Go through the lines below and copy any that hold the string "over".

[Saved entries]
○ ○ ○

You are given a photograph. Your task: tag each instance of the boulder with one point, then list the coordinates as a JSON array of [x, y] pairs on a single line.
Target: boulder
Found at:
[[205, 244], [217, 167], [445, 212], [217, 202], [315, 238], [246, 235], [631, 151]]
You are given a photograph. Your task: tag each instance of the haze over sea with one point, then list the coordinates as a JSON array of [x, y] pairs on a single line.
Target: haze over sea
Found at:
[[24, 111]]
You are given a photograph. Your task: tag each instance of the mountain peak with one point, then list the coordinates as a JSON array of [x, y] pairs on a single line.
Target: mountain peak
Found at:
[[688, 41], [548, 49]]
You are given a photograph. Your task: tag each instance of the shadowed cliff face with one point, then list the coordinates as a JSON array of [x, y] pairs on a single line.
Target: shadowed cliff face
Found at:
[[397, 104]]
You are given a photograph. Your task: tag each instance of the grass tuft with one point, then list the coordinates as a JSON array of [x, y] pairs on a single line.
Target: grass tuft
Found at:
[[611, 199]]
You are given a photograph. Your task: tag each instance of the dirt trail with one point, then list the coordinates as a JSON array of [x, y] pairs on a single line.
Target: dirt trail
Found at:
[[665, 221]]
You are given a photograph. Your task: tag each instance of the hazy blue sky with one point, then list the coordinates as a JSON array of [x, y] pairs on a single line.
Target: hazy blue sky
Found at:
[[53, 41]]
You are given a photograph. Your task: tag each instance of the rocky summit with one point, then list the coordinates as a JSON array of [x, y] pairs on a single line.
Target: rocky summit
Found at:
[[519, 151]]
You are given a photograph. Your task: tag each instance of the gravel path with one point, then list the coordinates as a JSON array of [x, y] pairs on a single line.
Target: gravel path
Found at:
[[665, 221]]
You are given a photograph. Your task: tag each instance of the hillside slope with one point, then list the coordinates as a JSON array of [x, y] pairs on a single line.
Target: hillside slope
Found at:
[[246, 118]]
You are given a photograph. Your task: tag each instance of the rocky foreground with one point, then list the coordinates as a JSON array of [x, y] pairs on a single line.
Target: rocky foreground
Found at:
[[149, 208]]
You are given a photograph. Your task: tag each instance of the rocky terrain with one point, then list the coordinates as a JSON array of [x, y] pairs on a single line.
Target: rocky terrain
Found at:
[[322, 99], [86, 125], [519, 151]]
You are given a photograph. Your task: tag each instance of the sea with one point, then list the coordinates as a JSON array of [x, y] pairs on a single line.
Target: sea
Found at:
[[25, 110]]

○ ○ ○

OUTPUT
You are given a photograph. Your task: tag each instance of the haze over sea with one point, then list the coordinates as a JSON array of [x, y] pairs on a single line.
Target: haze over sea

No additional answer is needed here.